In the forum thread about Pinecone queries, list every keyword argument passed in a function call in the code, along with the value it is given.

▸ EXCERPTED PASSAGE

[Begin]

If I understand you are inputting 100 vectors into query method and it flattens them out into one long vector? You second solution is correct. Each query is a single vector search, searching for the closest vectors in vector space.
If you have any more problems you can explain why you would be inputting 100 vectors at once and we can see what can be done
Hi @Jasper,
Thanks for your quick response:)
I´m trying to apply the GPL adaptation of this notbook. There is a version on the pinecone learn series to, which uses kind of the same implementation regarding the problem with the dimensions. Those two official implementations of GPL are using the “res = index.query(query_embs.tolist(), top_k=10)” line so I´m a little bit confused, why for me it isn´t working.
Here is the part of the original code (both original implemenatations use the part with the index.query(query_embs.tolist()), which throws the error with the Dimensions:
batch_size = 100
triplets = []
for i in tqdm.tqdm(range(0, len(query_doc_pairs), batch_size)):
# embed queries and query pinecone in batches to minimize network latency
i_end = min(i+batch_size, len(query_doc_pairs))
queries = [pair[0] for pair in query_doc_pairs[i:i_end]]
pos_docs = [pair[1] for pair in query_doc_pairs[i:i_end]]
query_embs = org_model.encode(queries, convert_to_tensor=True, show_progress_bar=False)
res = index.query(query_embs.tolist(), top_k=10)
# iterate through queries and find negatives
for query, pos_doc, query_res in zip(queries, pos_docs, res['results']):
top_results = query_res['matches']
random.shuffle(top_results)
for hit in top_results:
neg_doc = corpus[int(hit['id'])]
if neg_doc != pos_doc:
triplets.append([query, pos_doc, neg_doc])
break
The rest of the variables used should be in the same format as the official implementations i adopted.
The Problem with my workarround is, that it is to slow (I´m working in google colab and it shuts down tasks that take to long)
So i thought that my changes of searching one vector at a time could be the problem for the poor performance compared to searching in a batch of 100 what the tolist() code seems to do, so i wanted to make the original version work. Maybe for context, my index is 27.000 vectors large with 768 dimensions and i have 270.000 queries so query_embs is as well 270.000 in length.
Thanks a lot for your tim, really appreciate your help!
Hmm not familiar with the GPL approach, but I checked the provided links and code.

[End]

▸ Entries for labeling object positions
[Begin]

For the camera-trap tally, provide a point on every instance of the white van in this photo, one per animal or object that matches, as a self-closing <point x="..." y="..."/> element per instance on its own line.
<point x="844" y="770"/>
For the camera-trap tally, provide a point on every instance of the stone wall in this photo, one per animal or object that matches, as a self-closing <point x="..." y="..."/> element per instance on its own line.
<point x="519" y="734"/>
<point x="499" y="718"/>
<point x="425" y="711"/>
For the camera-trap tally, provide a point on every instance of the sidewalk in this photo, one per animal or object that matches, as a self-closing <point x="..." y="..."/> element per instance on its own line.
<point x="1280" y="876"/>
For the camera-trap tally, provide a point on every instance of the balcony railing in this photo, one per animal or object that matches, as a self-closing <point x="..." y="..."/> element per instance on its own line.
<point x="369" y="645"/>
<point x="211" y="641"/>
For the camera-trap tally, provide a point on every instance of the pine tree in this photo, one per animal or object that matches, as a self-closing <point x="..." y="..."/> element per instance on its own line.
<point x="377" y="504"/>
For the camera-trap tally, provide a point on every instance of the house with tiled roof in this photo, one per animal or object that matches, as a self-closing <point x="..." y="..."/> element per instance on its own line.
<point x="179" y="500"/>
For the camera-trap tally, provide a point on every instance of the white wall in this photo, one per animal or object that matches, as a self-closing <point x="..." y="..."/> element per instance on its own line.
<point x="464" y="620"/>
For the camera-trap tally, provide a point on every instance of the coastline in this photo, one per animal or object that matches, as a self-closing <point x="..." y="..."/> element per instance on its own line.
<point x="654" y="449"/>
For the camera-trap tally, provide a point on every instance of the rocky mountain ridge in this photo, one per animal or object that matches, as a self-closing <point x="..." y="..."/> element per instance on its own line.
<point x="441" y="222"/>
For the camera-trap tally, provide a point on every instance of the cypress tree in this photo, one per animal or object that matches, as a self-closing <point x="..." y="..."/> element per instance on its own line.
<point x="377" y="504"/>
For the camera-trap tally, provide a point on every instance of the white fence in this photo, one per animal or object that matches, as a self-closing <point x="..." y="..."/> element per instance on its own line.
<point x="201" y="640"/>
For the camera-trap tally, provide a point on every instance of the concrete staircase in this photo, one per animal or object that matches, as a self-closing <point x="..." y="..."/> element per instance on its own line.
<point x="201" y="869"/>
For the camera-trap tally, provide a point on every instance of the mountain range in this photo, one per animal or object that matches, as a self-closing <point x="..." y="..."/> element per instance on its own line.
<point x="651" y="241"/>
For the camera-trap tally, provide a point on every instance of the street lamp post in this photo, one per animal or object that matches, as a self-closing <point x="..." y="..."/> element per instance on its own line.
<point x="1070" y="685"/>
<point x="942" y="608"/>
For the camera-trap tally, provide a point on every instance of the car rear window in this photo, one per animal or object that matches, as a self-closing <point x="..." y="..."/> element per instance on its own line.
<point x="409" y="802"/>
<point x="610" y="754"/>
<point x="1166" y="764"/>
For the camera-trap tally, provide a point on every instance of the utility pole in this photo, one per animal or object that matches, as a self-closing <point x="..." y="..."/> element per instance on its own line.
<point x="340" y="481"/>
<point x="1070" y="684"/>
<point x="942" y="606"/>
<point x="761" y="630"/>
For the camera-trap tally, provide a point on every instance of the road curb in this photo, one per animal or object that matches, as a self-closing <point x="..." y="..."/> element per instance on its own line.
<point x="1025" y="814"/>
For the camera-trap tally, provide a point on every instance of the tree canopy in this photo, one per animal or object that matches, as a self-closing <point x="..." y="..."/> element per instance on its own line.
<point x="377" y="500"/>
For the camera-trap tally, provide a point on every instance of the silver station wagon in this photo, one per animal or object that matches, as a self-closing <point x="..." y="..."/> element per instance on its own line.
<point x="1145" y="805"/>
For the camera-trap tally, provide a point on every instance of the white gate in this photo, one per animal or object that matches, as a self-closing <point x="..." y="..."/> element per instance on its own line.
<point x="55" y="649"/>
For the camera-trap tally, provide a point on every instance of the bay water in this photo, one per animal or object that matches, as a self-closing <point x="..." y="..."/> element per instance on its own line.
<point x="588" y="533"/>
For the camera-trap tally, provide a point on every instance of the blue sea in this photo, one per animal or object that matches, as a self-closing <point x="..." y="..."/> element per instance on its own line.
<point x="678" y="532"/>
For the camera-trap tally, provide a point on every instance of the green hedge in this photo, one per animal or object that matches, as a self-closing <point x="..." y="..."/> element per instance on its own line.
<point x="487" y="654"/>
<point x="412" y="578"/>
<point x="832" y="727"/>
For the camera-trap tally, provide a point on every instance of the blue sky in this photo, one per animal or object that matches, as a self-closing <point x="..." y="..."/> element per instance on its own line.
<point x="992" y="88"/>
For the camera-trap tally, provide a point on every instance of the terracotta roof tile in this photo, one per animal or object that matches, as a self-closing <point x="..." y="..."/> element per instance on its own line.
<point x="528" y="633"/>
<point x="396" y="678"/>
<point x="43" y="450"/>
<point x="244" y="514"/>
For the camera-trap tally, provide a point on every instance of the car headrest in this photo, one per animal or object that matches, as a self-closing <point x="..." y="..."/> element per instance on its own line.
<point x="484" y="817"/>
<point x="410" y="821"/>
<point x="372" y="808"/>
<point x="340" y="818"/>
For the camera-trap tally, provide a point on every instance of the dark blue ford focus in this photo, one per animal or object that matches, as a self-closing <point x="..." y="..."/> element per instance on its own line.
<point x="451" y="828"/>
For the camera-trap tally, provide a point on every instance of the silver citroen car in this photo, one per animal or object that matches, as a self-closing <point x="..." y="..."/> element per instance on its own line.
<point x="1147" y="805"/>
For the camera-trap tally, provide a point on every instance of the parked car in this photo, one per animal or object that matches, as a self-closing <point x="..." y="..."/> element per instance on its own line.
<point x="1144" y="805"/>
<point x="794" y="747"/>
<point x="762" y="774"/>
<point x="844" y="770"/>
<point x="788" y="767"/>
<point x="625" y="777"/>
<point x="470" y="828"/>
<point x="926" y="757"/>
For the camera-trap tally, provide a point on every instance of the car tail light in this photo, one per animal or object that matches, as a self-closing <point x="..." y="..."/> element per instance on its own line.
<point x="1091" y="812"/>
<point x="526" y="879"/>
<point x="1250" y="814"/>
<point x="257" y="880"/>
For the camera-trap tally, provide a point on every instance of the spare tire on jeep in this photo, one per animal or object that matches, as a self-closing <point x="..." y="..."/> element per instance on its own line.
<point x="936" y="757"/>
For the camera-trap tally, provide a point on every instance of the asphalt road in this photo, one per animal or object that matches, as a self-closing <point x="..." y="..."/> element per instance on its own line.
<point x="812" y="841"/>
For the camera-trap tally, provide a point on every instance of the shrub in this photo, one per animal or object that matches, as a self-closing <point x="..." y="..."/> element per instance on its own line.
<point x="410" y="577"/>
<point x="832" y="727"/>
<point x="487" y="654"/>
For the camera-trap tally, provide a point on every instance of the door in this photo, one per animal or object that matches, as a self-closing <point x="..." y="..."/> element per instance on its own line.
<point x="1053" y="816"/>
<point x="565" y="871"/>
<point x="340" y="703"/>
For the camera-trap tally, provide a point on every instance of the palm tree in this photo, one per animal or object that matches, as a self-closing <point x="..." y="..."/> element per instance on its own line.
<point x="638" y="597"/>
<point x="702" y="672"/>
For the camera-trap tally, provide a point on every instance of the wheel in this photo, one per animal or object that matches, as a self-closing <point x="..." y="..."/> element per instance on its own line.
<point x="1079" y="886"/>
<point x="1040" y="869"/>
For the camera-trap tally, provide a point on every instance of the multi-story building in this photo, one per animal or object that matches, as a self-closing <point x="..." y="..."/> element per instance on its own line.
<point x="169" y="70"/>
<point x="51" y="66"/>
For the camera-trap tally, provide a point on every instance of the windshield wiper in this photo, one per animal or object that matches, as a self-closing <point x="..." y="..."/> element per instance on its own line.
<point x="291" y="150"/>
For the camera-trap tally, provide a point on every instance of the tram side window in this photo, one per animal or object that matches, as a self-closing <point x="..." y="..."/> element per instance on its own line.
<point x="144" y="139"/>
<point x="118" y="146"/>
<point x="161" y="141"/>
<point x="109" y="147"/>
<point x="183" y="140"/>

[End]

▸ REPLY TO THE EXERCISE
- convert_to_tensor=True
- show_progress_bar=False
- top_k=10